WHAT IS BEING ASKED
What is wanted is an exact copy of all the entries.

(Point-per-instance localization data)
§

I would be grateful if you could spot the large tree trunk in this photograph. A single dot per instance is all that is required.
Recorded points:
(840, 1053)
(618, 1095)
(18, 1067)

§

SOLVED EXERCISE
I would be grateful if you could spot the large tree trunk in this photograph. A single dot per instance is all that is required.
Recorded points:
(840, 1053)
(618, 1095)
(18, 1067)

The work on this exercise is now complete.